BEGIN Text shown

Friday, 12 September 2014

Do I have to teach Genesis 3? (whiny voice here)

One of my all-time favourite biblical stories to explore with children and youth is the creation story in Genesis. This is the story that was written to help us understand who we are as created beings, the nature of God, and our relationship to the creation as a whole in contrast to other creation myths of that time.

There is a vibrancy and a sense of anticipation in the Genesis 1 account that is a delight to share as simple words invoke planetary actions that explode with life and colour. And Genesis 2 has one of my favourite images, that of God breathing God's very breath into human life. And all of it was good!

It's no wonder this is one of my favourite stories!

However, the logical next story, is one that I'm only beginning to appreciate exploring with young people. It's often referred to as "the fall." Which I have to admit makes my stomach clench. This is the story that's been used to either teach children that they are at their very core "bad", or at the very least, capable of doing very bad things (which is not untrue, just perhaps unhelpful when you're 5). Or it reminds them that their behaviour is what God values. After all, Adam and Eve (or often just Eve) misbehaved and it led to great suffering for the rest of time, so don't take that cookie!

END Text shown
BEGIN Source data

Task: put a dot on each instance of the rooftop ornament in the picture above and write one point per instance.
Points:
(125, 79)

END Source data

* _Directions for this task_: Copy the whole piece above about teaching Genesis 3 word for word, from its date line through its last sentence.

* _Response to this task_:
Friday, 12 September 2014

Do I have to teach Genesis 3? (whiny voice here)

One of my all-time favourite biblical stories to explore with children and youth is the creation story in Genesis. This is the story that was written to help us understand who we are as created beings, the nature of God, and our relationship to the creation as a whole in contrast to other creation myths of that time.

There is a vibrancy and a sense of anticipation in the Genesis 1 account that is a delight to share as simple words invoke planetary actions that explode with life and colour. And Genesis 2 has one of my favourite images, that of God breathing God's very breath into human life. And all of it was good!

It's no wonder this is one of my favourite stories!

However, the logical next story, is one that I'm only beginning to appreciate exploring with young people. It's often referred to as "the fall." Which I have to admit makes my stomach clench. This is the story that's been used to either teach children that they are at their very core "bad", or at the very least, capable of doing very bad things (which is not untrue, just perhaps unhelpful when you're 5). Or it reminds them that their behaviour is what God values. After all, Adam and Eve (or often just Eve) misbehaved and it led to great suffering for the rest of time, so don't take that cookie!